**Exercise instructions**. Copy everything in the records, character for character, except images.

**Raw data**.
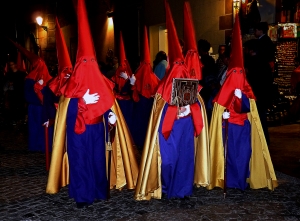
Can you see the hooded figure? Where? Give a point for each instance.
(35, 81)
(124, 80)
(175, 152)
(143, 92)
(247, 159)
(51, 92)
(86, 115)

**Exercise answer**.
Can you see the hooded figure? Where? Give a point for each instance.
(35, 81)
(124, 80)
(175, 152)
(143, 92)
(247, 159)
(51, 92)
(86, 115)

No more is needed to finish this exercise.